#### [EXERCISE REQUIREMENTS]
Copy out word for word the lines of the listing below, starting at the line that contains "Where can the eroded" and ending with the final line of the listing.

#### [DATASET EXTRACT]
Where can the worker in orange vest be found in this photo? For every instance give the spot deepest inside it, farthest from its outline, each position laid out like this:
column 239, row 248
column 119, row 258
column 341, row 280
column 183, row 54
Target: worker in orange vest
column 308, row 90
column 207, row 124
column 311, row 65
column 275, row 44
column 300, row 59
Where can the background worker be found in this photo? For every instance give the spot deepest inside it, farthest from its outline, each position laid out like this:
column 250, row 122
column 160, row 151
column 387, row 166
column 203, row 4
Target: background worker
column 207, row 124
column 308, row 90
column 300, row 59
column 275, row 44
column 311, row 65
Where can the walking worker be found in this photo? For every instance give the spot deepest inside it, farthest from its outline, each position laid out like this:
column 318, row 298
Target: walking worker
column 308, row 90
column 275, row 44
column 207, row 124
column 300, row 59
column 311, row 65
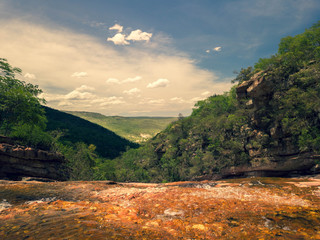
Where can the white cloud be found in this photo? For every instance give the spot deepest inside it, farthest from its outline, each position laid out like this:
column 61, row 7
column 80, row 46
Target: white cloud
column 85, row 88
column 79, row 95
column 156, row 101
column 138, row 35
column 111, row 101
column 117, row 27
column 30, row 76
column 206, row 93
column 135, row 79
column 132, row 91
column 177, row 100
column 162, row 82
column 118, row 39
column 79, row 74
column 51, row 59
column 65, row 104
column 127, row 80
column 112, row 80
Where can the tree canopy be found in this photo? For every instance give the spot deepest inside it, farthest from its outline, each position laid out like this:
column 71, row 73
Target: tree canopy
column 19, row 101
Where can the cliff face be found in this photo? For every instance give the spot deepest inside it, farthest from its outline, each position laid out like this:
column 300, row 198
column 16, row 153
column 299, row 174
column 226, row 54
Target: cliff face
column 18, row 162
column 269, row 125
column 282, row 154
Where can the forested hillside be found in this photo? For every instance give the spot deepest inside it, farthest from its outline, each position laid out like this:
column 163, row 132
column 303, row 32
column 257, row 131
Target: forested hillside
column 75, row 129
column 268, row 123
column 135, row 129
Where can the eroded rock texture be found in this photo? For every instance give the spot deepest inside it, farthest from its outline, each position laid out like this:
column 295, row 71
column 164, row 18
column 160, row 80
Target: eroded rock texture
column 256, row 208
column 17, row 162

#### [EXERCISE OUTPUT]
Where can the eroded rock texture be found in this photo? For every instance give the spot deepest inside it, farthest from its outline, each position laid out like this:
column 295, row 71
column 164, row 18
column 160, row 80
Target: eroded rock texture
column 256, row 208
column 17, row 162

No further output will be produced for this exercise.